TASK INSTRUCTIONS - Go through the listing and write out each line exactly.

DATA EXTRACT -
-*-*-

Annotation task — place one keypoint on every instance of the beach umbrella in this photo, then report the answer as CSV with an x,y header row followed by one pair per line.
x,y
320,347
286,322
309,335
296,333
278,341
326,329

-*-*-

ANSWER TO THIS PROBLEM -
Annotation task — place one keypoint on every instance of the beach umbrella in this photo, then report the answer as CSV with an x,y header row followed by one pair per line.
x,y
320,347
286,322
309,335
296,333
278,341
326,329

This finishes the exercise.